**TASK SET**
(a) In the protein identification text, what are the two most serious limitations of existing identification methods?
(b) Write out the portion of the protein identification text from "Dr Penghao Wang" to "and computational methods." word for word.
---- SELECTED PASSAGE
Dr Penghao Wang
Mass spectrometry (MS) provides a high-throughput method for studying proteins. A central component of MS-based protein analysis is protein identification. It is the basis for estimating protein expression and understanding protein function. Accurate protein identification can lead to the discovery of disease biomarkers, new drugs and treatments, effective diagnoses and prognoses, and so on. In a MS-based protein experiment, proteins are digested into shorter peptides, which are then fragmented at their backbones, ionised, and finally captured by the mass spectrometer. The proteins then need to be inferred from the captured mass spectra using statistical and computational methods.
Protein identification is very challenging and unfortunately existing methods have several limitations, the most serious being low identification coverage and high false discovery rate. I will firstly introduce the statistical challenges that are involved and discuss why existing identification methods give sub-optimal results. I will then briefly describe our new probability-based protein identification methods. One of our methods, PTMexplorer, is able to simultaneously identify protein and protein post-translational modifications, thus significantly increasing the identification coverage. Our EMSSL method, utilising a self-boosted learning algorithm, can further decrease the false discovery rate of the identification. Experimental results on real datasets demonstrate that our methods, compared with existing methods, are able to identify significantly more proteins while keeping the false discovery rate low.
--------
---- RECORDED INFORMATION
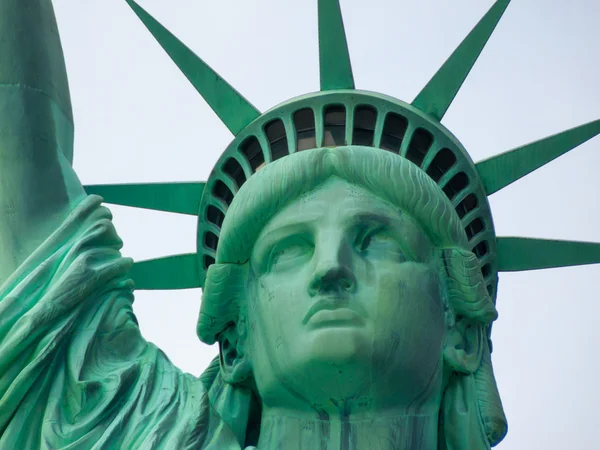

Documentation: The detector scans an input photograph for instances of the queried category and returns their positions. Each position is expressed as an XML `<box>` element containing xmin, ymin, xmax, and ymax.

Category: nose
<box><xmin>308</xmin><ymin>235</ymin><xmax>356</xmax><ymax>297</ymax></box>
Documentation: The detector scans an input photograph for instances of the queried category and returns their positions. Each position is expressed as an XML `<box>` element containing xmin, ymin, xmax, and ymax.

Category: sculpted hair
<box><xmin>197</xmin><ymin>146</ymin><xmax>507</xmax><ymax>450</ymax></box>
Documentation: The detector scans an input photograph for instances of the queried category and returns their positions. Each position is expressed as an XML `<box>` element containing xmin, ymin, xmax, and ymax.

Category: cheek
<box><xmin>248</xmin><ymin>275</ymin><xmax>306</xmax><ymax>356</ymax></box>
<box><xmin>373</xmin><ymin>264</ymin><xmax>445</xmax><ymax>381</ymax></box>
--------
**LIST OF SOLUTIONS**
(a) Low identification coverage and high false discovery rate.

(b)
Dr Penghao Wang
Mass spectrometry (MS) provides a high-throughput method for studying proteins. A central component of MS-based protein analysis is protein identification. It is the basis for estimating protein expression and understanding protein function. Accurate protein identification can lead to the discovery of disease biomarkers, new drugs and treatments, effective diagnoses and prognoses, and so on. In a MS-based protein experiment, proteins are digested into shorter peptides, which are then fragmented at their backbones, ionised, and finally captured by the mass spectrometer. The proteins then need to be inferred from the captured mass spectra using statistical and computational methods.